** Aim of the exercise **
Read the records and gather each line that includes "green".

** Record extracts **
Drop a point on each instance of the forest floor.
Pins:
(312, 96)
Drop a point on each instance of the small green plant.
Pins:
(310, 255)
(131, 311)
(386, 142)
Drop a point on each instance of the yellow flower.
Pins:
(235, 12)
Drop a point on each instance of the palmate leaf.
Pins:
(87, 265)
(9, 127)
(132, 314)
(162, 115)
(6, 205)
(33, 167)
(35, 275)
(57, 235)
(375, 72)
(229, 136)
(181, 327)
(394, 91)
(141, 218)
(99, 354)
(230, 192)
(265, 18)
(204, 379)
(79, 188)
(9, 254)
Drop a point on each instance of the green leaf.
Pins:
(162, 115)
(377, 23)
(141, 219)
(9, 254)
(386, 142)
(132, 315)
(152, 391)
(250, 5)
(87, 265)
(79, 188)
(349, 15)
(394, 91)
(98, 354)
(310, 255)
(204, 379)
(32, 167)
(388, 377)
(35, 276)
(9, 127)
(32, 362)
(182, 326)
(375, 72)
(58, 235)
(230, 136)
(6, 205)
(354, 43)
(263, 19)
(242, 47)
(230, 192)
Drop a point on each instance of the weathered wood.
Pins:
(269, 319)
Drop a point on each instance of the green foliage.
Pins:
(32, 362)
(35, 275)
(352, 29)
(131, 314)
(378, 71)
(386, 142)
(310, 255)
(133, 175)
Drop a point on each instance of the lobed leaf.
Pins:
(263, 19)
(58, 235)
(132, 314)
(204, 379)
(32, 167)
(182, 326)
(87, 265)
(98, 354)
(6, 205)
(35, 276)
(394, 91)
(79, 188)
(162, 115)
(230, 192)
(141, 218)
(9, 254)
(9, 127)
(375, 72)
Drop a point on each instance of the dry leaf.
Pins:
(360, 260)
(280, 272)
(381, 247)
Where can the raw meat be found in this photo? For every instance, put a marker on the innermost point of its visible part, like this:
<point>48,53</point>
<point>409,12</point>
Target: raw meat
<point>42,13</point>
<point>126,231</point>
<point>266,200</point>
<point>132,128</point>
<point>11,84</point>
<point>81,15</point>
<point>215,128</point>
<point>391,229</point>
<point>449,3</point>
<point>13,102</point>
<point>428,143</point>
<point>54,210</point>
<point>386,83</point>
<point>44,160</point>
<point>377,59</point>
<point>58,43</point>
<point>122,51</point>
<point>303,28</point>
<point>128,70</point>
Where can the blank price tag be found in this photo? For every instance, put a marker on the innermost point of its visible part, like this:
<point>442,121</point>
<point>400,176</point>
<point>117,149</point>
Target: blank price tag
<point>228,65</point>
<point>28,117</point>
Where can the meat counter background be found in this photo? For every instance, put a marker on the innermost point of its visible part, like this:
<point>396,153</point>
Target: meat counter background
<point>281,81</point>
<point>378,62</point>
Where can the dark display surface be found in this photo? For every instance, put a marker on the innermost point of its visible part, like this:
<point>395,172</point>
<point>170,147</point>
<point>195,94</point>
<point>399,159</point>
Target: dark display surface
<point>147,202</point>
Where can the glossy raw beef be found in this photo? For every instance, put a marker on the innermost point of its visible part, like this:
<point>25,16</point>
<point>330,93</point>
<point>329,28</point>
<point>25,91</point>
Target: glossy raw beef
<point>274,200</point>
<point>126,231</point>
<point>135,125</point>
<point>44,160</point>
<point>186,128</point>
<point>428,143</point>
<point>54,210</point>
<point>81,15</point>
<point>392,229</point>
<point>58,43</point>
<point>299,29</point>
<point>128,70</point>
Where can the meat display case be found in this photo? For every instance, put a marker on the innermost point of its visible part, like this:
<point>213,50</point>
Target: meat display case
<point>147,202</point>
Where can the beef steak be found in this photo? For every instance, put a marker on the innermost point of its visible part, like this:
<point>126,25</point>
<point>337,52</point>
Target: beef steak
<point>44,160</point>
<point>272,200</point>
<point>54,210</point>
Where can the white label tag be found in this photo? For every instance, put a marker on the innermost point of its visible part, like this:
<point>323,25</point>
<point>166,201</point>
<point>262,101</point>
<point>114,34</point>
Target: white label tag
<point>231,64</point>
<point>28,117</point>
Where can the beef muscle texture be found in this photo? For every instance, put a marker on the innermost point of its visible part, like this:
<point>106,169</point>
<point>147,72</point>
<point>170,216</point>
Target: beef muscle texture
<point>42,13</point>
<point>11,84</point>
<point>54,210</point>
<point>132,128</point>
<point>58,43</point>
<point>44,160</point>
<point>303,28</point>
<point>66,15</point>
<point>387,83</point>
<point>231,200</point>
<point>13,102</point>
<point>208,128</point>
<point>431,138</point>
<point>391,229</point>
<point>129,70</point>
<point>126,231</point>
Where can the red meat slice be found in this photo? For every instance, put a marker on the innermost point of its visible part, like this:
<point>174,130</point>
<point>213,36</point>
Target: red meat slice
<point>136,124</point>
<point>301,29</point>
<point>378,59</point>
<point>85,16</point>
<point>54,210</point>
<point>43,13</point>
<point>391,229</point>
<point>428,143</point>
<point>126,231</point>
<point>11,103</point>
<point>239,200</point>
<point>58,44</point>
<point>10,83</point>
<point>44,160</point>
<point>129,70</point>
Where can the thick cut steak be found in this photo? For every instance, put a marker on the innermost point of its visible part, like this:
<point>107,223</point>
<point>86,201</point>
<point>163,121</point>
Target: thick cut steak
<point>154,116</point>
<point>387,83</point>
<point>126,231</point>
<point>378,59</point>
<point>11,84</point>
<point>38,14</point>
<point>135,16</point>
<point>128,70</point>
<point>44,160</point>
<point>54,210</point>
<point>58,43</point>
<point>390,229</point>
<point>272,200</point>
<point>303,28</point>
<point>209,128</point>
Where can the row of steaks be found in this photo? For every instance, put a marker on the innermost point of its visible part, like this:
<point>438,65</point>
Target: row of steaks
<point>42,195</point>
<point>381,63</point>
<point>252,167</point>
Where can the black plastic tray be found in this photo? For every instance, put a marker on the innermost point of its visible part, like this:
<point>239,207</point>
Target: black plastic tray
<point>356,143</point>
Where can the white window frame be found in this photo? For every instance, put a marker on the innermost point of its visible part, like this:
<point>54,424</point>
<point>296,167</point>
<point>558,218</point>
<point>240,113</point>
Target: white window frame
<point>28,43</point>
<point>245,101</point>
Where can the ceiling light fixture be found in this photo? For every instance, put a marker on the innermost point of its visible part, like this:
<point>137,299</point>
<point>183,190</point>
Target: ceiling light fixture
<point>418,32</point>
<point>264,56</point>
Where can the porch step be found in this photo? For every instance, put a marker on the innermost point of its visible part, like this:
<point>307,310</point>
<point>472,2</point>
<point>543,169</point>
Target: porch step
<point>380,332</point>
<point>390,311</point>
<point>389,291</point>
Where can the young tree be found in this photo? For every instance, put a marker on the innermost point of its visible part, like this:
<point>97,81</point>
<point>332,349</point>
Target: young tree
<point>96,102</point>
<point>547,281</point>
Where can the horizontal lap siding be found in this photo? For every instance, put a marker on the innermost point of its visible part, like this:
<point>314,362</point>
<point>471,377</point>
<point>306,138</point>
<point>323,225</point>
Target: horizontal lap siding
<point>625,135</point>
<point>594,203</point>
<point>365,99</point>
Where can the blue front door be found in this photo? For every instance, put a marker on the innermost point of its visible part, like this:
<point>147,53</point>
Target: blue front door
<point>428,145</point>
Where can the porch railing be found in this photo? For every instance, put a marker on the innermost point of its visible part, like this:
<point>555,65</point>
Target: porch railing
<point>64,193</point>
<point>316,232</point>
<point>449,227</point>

** Reply to the exercise **
Drop a point on each instance of the small green plant.
Drop a point on each instance of the green leaf.
Drop a point on each instance of the green foliage.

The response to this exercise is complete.